# Caught her cheating with another man!!!!!



## IIJokerII (Apr 7, 2014)

Warning bells, I was listening,
Told me it's nothing , only kissing,
When you went out of sight,
took part in forbidden delight,
Caught you cheating with another man,

Chose to stay, gave me your word,
Trust in you, my god, how absurd,
We couldn't move on,
You wanted another's dong
Cause you're cheating with another man

In the meadow is where you'll meet the other man
Wearing your anniversary gown,
He'll say aren't you married,
"no, but you can do the job,
When you're in town"

Later on, they'll conspire,
While my blood burns like fire
Her face unafraid
About the choices she made,
When I caught her cheating with another man

Then I left a message for his woman,
She felt angry and up and left town
The OM then will have fun making snowman,
Paying child support will surely make him frown

There she goes, Ain't it thrilling
Your alone, I'm just chilling
I met my new wife, enjoy the rest of your life,
You walked away from a real wonderful man

I am happy tonight, the ex is nowhere is sight,
Cause I caught her cheating with another man....

--- Supplied information ---
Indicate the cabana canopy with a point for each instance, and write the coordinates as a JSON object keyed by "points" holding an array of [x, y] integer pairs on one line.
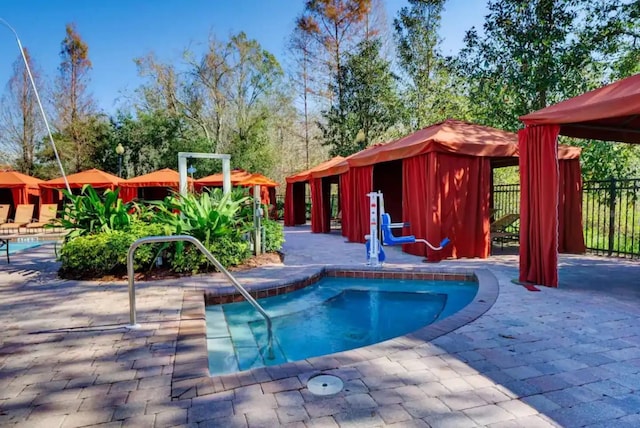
{"points": [[242, 178], [96, 178], [216, 180], [164, 178], [450, 136], [257, 179], [294, 199], [438, 179], [22, 186], [608, 113]]}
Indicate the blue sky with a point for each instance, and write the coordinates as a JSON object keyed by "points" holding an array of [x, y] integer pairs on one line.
{"points": [[117, 31]]}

--- What you should do ---
Could you quote the forum post word for word, starting at "There she goes, Ain't" and ending at "with another man...."?

--- Solution for this task ---
There she goes, Ain't it thrilling
Your alone, I'm just chilling
I met my new wife, enjoy the rest of your life,
You walked away from a real wonderful man

I am happy tonight, the ex is nowhere is sight,
Cause I caught her cheating with another man....